[Saved entries]
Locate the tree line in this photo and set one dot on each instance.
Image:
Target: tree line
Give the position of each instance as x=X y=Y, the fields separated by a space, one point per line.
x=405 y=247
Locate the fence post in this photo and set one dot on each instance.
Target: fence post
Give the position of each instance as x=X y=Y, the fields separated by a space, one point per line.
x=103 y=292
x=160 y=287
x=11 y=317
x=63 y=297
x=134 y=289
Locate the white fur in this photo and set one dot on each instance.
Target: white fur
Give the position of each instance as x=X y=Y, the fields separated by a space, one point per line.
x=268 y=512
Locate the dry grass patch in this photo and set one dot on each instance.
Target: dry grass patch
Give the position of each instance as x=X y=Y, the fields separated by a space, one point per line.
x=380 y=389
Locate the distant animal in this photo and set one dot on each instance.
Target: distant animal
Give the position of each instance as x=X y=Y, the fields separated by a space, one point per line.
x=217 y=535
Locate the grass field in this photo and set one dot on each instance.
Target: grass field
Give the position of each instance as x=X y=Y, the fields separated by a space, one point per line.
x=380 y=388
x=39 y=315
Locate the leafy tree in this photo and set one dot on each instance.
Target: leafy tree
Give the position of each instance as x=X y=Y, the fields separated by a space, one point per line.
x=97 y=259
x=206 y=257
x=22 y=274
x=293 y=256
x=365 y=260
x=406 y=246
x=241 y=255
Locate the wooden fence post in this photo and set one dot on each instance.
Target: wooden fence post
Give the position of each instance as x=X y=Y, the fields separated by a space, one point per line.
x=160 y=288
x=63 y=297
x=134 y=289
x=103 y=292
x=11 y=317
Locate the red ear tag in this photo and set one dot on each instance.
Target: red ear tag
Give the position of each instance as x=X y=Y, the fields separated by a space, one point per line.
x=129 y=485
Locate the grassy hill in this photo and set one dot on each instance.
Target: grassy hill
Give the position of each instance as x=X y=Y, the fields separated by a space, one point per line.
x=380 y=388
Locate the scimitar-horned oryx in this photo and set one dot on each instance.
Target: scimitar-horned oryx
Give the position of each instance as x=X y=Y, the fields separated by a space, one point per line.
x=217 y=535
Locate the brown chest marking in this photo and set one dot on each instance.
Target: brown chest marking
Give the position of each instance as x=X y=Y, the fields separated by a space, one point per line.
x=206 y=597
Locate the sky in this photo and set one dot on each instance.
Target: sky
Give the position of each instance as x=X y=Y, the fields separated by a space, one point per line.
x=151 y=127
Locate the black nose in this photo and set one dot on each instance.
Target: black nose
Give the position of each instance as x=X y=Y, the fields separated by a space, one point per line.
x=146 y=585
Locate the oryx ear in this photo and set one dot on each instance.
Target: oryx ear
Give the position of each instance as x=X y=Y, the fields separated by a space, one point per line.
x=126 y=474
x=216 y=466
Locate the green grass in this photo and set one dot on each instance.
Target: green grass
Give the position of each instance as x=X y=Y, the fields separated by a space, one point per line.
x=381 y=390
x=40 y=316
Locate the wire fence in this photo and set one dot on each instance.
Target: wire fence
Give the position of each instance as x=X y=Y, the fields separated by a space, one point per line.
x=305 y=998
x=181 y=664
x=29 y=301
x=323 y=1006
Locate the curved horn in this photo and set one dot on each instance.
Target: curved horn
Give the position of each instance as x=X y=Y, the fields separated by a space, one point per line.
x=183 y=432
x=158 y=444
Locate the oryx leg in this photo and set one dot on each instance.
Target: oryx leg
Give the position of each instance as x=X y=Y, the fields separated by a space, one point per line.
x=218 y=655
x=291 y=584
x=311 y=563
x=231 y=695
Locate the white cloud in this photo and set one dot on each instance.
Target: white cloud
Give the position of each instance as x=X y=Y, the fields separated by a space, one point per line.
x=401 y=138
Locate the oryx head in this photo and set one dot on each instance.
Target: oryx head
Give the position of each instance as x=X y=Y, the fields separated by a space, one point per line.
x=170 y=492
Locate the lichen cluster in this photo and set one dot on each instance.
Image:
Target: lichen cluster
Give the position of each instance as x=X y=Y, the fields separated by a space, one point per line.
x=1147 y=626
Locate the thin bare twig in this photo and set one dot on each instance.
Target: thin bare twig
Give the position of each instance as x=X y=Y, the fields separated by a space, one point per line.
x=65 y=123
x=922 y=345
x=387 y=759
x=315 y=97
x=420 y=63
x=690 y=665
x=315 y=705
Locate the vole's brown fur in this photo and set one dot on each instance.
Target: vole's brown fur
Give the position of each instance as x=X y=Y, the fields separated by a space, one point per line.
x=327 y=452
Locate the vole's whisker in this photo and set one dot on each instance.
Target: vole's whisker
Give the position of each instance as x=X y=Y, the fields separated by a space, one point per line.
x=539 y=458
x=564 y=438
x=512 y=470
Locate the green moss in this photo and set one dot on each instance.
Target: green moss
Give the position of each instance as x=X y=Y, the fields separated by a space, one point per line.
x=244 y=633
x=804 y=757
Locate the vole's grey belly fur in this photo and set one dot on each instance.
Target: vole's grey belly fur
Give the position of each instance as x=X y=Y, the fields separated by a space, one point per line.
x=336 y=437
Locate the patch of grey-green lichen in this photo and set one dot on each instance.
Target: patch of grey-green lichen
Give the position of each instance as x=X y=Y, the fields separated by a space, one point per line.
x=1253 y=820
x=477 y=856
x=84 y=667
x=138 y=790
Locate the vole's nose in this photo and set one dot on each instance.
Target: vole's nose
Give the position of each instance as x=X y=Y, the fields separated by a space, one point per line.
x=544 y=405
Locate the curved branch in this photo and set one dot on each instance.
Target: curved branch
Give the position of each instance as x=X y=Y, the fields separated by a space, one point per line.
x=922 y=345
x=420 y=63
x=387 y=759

**EXERCISE REQUIREMENTS**. Exactly as given, please retype all the entries.

**RESPONSE FOR THIS EXERCISE**.
Locate the tree line in this photo and set one dot on each instance.
Image:
Target: tree line
Give the position of each instance as x=X y=Y, the fields separated by a space, one point per line.
x=405 y=247
Locate the fence post in this photo and set one dot on each instance.
Target: fence post
Give the position of each instance as x=X y=Y, the fields separated by a space, one point per line.
x=103 y=292
x=160 y=287
x=11 y=317
x=63 y=297
x=134 y=289
Locate the white fur in this photo and set one dot on each instance.
Target: white fur
Give the position of each instance as x=X y=Y, the fields separated by a space, one point per line.
x=268 y=512
Locate the dry grass patch in this photo and set one dot on each instance.
Target: dry grass patch
Give the position of each instance as x=X y=Y, the fields separated by a space, one point per line.
x=380 y=389
Locate the distant animal in this photo and set one dot on each instance.
Target: distant animal
Give the position of each instance as x=X y=Y, the fields separated by a space, one point per line.
x=217 y=535
Locate the grass field in this photo and set one dot on each instance.
Target: grass field
Give the position of each instance as x=X y=Y, the fields separated by a space, one point per line.
x=380 y=388
x=39 y=315
Locate the leafy tree in this photo and set one dot on each instance.
Target: leafy tree
Give the position of each instance as x=X y=Y, the fields separated by a space, one point per line.
x=97 y=259
x=206 y=257
x=22 y=274
x=293 y=256
x=365 y=260
x=406 y=246
x=241 y=255
Locate the wooden fence post in this photo and set one dot on each instance.
Target: wooden fence post
Give the position of each instance as x=X y=Y, the fields separated by a space, one point per line.
x=160 y=288
x=63 y=297
x=134 y=289
x=103 y=292
x=11 y=317
Locate the red ear tag in this photo and set one dot on each instance.
Target: red ear tag
Give the position of each instance as x=X y=Y, the fields separated by a space, one point per line.
x=129 y=485
Locate the grassy hill in this photo and set one dot on each instance.
Target: grassy hill
Give the position of each instance as x=X y=Y, the fields separated by a space, one point per line.
x=380 y=388
Locate the scimitar-horned oryx in this photo and set one dot on each instance.
Target: scimitar-horned oryx
Give the position of each instance as x=X y=Y, the fields separated by a space, one point per line.
x=217 y=535
Locate the brown chest marking in this photo and set one dot on each instance.
Target: brown chest marking
Give the position of each instance as x=X y=Y, the fields separated by a space, one point per line.
x=206 y=597
Locate the sky in this photo and set one dot on each instance.
Target: sky
Give the position of each instance as x=X y=Y, the fields separated by a space, one point per line.
x=151 y=127
Locate the black nose in this photo and set one dot on each instance.
Target: black nose
Give the position of each instance as x=X y=Y, the fields separated by a space, one point per line.
x=146 y=585
Locate the oryx ear in this photo and set one dot on each instance.
Target: oryx ear
Give the position of each instance as x=X y=Y, the fields separated by a space, one point per line.
x=126 y=474
x=216 y=466
Locate the green grass in this photo and set one dot on each instance.
Target: green grass
Give the position of each instance as x=X y=Y, the fields separated by a space, one point per line.
x=381 y=390
x=40 y=316
Locate the wire fence in this photo and set one dot on each instance.
Target: wire fence
Give the position of each instance as x=X y=Y, the fields separated by a space, one point per line.
x=305 y=998
x=181 y=664
x=29 y=301
x=323 y=1006
Locate the curved horn in this photo and set one dot on each instance.
Target: curved horn
Give the position of each instance as x=X y=Y, the fields separated by a space, one point per line.
x=183 y=432
x=158 y=444
Locate the oryx leg in this photo and set one dot on each instance.
Target: oryx leg
Give the position of each instance as x=X y=Y, the fields separated by a space, one point per line.
x=218 y=655
x=291 y=584
x=311 y=563
x=231 y=695
Locate the white cloud in this photo and set one dot on each instance.
Target: white cloud
Give the position of each instance as x=X y=Y, the fields separated by a space, one point per line.
x=401 y=138
Locate the oryx head in this photo and set one dot on each instance.
Target: oryx head
Give the position of each instance as x=X y=Y, the fields separated by a space, one point per line.
x=170 y=492
Locate the lichen cluster in this photo and set one dot on each instance.
Image:
Target: lichen cluster
Give the position of each instance as x=X y=Y, the fields separated by a space, one point per line.
x=1147 y=626
Locate the thin bare twig in this photo and set one dot on each instance.
Target: thin bare twig
Give the position of each instance as x=X y=Y, the fields separated by a space, one point per line.
x=65 y=123
x=922 y=345
x=387 y=759
x=315 y=97
x=420 y=63
x=690 y=665
x=315 y=705
Locate the vole's brown fur in this photo and set one dot on each instance.
Target: vole's brown fur
Give the position of each instance as x=X y=Y, the fields separated by a space, one point per line.
x=327 y=452
Locate the vole's whisker in this photo and set one dot on each instance.
Target: vole's whisker
Give the position of each instance as x=X y=Y, the fields separated by a space, one point per line.
x=539 y=458
x=564 y=438
x=512 y=470
Locate the green moss in this photo and set one dot on each instance.
Target: green moss
Give the position of each instance as x=X y=Y, the fields separated by a space, one point per line.
x=244 y=633
x=804 y=757
Locate the vole's grey belly fur in this photo and set one dot on each instance.
Target: vole's grey belly fur
Give the position of each instance as x=X y=Y, the fields separated by a space, one point per line.
x=336 y=437
Locate the patch of grey-green lichen in this photo and set one dot on each instance.
Target: patch of grey-green lichen
Give the position of each instance as x=X y=Y, the fields separated by a space, one point per line.
x=1253 y=820
x=477 y=856
x=84 y=667
x=138 y=790
Locate the vole's nose in this photo and set one dot on each instance.
Target: vole's nose
Give the position of each instance as x=X y=Y, the fields separated by a space, one point per line.
x=544 y=405
Locate the curved branch in this photo and set one dot on each instance.
Target: curved branch
Give the position of each instance as x=X y=Y, the fields separated by a space, one point per line.
x=922 y=345
x=420 y=63
x=387 y=759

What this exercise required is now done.